# [What you should do]
Name every scheme that the text on setting up an IT company in India lists as announced by the Government of India to encourage IT/software units.

# [Source]
---

Wednesday, March 16, 2011

SETTING UP A COMPANY IN INDIA


                     Setting up an IT company
                                           Opportunities in India:
National Association of Software & Service Companies, India:

Individual Indian citizen/company:
An individual Indian citizen can set up IT software and servicesoperations in India through the following:
As an individual/proprietor;
As a partnership/firm/trust; or
As a company registered under the Companies Act, 1956.
No prior permission of the Government of India is required to
set up IT/software units in India. Moreover, to encourage units
in this sector, the Government of India has announced many
schemes:
Domestic tariff area when the primary focus is to sell
in the domestic market in India: This unit can be set up
anywhere in India. All normal laws apply. No concession
is available on import duties. Exports are permitted. A special
Export Promotion Capital Goods (EPCG) scheme of
the Ministry of Commerce can be availed. This scheme
allows import of capital goods against export obligations
at a concessional duty rate of 5 per cent.
Special economic zones (SEZs): SEZs are areas where
export production can take place free from plethora of
rules and regulations governing imports and exports. Units
operating in these zones have full flexibility of operations
and can import duty-free capital goods and raw material.
The movement of goods to and fro between ports and
SEZ are unrestricted. The units in SEZ have to export the
entire production. The first two SEZs are being set up at
Positra in Gujarat and Nangunery in Tamil Nadu. At the
same time, Santacruz Electronic Export Promotion Zone,
Kandla Export Promotion Zone, Vizag Export Promotion
Zone and Cochin Export Promotion Zones have been
converted to SEZs.
100 per cent export oriented unit (EOU): This is similar
to the SEZ scheme. But in this scheme, there is no need to
be physically located at SEZ. All other incentives are the
same as those provided to the SEZ units.
Software technology park (STP): This is a very special
scheme under the Ministry of Information Technology. STPs
are located at Noida, Navi Mumbai, Pune, Gandhinagar,
Hyderabad, Bangalore, Chennai, Bhubaneshwar, Jaipur,
Mohali and Thiruvananthapuram. The scheme provides a
zero import duty on import of all capital goods, a special
10-year- income tax rebate, availability of infrastructure
facilities like high-speed data communication links, etc.

---

# [Entries provided]
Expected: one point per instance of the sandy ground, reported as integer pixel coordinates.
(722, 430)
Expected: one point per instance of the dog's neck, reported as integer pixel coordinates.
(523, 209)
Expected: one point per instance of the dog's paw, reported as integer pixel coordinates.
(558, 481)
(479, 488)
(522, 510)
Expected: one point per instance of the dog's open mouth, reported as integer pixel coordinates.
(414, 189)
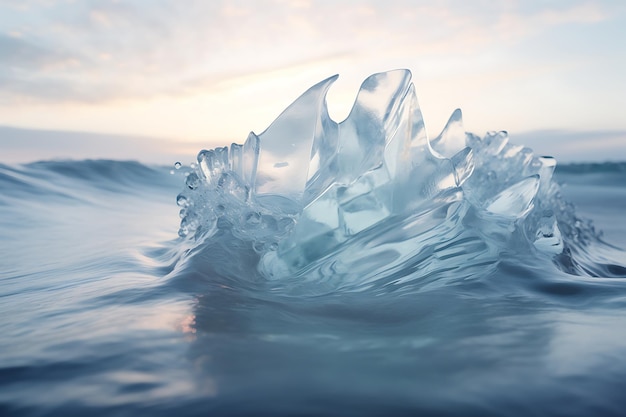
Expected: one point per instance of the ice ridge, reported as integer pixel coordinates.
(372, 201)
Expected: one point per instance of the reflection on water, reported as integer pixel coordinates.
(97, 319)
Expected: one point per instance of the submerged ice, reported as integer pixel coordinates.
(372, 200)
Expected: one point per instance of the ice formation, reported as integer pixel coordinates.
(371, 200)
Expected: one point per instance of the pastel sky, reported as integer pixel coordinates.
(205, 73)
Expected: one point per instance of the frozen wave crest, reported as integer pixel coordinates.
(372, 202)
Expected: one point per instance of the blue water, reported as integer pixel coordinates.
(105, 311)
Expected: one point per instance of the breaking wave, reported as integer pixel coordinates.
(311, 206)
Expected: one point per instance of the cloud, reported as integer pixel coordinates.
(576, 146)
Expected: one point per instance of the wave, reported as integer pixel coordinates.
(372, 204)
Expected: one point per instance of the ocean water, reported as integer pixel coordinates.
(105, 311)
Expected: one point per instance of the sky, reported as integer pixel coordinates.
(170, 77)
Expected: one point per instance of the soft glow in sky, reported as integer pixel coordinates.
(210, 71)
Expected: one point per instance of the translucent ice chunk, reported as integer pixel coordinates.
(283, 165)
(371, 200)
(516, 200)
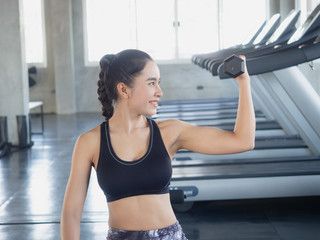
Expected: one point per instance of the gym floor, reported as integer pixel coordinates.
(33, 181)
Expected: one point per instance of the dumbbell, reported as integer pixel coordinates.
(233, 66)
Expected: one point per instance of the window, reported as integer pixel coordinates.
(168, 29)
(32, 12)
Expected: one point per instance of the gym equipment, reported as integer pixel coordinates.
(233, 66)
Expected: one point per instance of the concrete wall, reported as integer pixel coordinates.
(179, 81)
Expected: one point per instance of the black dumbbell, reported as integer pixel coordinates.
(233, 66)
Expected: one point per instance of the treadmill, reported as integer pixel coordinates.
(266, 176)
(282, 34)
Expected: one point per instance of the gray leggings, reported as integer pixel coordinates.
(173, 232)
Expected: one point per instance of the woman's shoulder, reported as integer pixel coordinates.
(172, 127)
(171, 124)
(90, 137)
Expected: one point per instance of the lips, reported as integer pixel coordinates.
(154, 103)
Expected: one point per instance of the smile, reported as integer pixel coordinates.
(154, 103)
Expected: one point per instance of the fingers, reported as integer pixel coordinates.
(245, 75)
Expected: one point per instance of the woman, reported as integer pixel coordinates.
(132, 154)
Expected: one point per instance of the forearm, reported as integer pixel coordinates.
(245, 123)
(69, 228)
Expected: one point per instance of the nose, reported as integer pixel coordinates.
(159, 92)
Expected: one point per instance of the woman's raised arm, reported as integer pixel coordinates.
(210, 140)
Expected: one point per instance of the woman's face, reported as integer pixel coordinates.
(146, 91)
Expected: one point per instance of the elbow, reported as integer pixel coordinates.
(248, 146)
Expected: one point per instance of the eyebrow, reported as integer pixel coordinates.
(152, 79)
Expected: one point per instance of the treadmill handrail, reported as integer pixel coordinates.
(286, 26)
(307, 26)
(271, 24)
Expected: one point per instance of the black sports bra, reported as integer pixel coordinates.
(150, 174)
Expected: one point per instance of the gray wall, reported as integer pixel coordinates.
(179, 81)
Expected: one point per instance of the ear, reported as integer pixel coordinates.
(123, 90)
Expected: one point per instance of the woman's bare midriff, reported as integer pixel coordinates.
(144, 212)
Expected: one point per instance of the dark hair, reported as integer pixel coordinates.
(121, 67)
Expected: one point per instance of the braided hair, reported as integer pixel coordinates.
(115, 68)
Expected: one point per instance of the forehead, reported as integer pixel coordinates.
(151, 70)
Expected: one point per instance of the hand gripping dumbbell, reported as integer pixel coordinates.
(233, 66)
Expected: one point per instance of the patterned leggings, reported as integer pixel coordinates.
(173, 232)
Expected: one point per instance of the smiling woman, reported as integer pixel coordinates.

---

# [Worked answer]
- Domestic tariff area
- Special economic zones (SEZs)
- 100 per cent export oriented unit (EOU)
- Software technology park (STP)